» Source document
§ §

I think I’ll make more phone calls and lunch appointments, and do what people ask me to do for them, even when it is hard, and pray more, and grow flowers and not pick them, as much as I can.

I remain hopeful.

As I left the house today for the grocery store, my wife called out, “Buy something red for the turtle.”

“Really,” I thought, “for the turtle!” It didn’t make sense. Then I realized she wanted me to get Celine some thing red to eat. I imagined strawberries and thought, “I’m not wasting our money on strawberries for a turtle.”

Then it occurred to me that the turtle might be hungry and really enjoy some red, juicy watermelon, and watermelon is cheap, and so I dropped the stinginess in my heart and went out gladly, questing for the good of the turtle. I came home with a small watermelon.

I sensed no gratitude on the part of the turtle and was tempted to eat most of it myself.

I’m naturally like this, begrudgingly generous, with turtles. I’m working on it.

§ §

» Available data
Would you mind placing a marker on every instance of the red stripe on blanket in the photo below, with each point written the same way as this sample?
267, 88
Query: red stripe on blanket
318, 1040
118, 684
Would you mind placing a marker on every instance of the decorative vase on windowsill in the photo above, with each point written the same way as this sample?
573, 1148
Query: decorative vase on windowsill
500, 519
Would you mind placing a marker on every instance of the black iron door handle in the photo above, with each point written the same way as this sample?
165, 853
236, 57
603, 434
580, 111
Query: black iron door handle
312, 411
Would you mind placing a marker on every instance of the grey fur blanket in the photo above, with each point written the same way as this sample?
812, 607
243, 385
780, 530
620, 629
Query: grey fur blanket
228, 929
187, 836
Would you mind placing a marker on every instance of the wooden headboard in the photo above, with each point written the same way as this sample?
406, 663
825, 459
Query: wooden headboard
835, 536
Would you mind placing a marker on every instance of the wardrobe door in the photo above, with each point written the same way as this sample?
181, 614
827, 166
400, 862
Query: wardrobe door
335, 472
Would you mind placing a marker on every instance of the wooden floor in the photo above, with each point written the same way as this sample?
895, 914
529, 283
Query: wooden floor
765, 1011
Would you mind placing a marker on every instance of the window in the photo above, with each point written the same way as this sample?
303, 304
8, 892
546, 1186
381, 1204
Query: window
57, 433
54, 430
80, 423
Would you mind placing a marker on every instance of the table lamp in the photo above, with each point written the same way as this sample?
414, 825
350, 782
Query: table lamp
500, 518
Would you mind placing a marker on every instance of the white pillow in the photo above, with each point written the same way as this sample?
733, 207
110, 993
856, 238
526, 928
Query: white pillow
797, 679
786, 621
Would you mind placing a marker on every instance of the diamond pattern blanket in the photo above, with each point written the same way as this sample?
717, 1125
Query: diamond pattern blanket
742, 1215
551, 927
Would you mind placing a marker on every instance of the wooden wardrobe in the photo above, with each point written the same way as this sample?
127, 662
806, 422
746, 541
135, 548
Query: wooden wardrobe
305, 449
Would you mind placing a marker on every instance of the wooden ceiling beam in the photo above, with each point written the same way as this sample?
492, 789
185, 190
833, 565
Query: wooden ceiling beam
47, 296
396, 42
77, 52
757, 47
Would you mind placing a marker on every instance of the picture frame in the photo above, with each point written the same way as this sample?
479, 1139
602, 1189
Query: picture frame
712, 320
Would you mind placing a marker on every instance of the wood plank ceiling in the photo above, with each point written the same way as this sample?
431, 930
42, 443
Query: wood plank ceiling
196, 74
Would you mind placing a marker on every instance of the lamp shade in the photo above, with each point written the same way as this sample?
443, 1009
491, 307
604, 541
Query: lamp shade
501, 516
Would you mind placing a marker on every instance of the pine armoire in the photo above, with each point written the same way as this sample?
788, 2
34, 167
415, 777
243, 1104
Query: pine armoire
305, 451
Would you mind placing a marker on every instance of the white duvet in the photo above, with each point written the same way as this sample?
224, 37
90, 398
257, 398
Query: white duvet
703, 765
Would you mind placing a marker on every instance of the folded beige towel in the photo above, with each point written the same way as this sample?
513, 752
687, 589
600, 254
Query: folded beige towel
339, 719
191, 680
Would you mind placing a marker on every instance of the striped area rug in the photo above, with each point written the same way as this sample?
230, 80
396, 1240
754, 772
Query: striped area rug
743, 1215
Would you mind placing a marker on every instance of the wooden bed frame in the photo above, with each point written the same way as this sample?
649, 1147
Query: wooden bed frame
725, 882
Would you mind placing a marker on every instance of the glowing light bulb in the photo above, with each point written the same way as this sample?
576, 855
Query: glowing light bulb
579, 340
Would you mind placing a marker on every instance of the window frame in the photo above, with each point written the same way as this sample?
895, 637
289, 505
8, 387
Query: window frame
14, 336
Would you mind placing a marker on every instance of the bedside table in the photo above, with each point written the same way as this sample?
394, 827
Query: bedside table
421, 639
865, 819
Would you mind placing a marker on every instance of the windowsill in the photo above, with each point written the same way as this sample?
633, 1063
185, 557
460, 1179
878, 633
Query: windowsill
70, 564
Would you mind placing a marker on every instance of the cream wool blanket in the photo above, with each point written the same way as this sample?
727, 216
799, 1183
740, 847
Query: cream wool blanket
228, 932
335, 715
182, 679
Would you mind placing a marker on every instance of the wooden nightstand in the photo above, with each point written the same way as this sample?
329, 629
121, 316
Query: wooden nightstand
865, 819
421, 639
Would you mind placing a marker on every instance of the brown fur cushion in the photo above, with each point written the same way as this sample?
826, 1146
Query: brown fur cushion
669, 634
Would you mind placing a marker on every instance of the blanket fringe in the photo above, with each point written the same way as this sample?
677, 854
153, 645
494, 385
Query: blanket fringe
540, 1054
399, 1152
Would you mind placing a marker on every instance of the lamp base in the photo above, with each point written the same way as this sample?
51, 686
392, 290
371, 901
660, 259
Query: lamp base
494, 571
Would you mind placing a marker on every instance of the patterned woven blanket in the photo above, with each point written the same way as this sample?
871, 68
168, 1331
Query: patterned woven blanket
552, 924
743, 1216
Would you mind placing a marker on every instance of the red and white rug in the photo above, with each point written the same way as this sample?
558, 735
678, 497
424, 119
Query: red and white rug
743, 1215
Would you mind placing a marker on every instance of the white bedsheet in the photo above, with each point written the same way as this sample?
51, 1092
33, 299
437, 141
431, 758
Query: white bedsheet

§ §

» Exercise requirements
(1) In the passage about the turtle, what did the narrator bring home from the grocery store?
(2) Write out the passage about the turtle word for word, starting with "I remain hopeful." and going on through "a small watermelon.".
The records are unrelated to the passage about the turtle.

» Task solutions
(1) A small watermelon.

(2)
I remain hopeful.

As I left the house today for the grocery store, my wife called out, “Buy something red for the turtle.”

“Really,” I thought, “for the turtle!” It didn’t make sense. Then I realized she wanted me to get Celine some thing red to eat. I imagined strawberries and thought, “I’m not wasting our money on strawberries for a turtle.”

Then it occurred to me that the turtle might be hungry and really enjoy some red, juicy watermelon, and watermelon is cheap, and so I dropped the stinginess in my heart and went out gladly, questing for the good of the turtle. I came home with a small watermelon.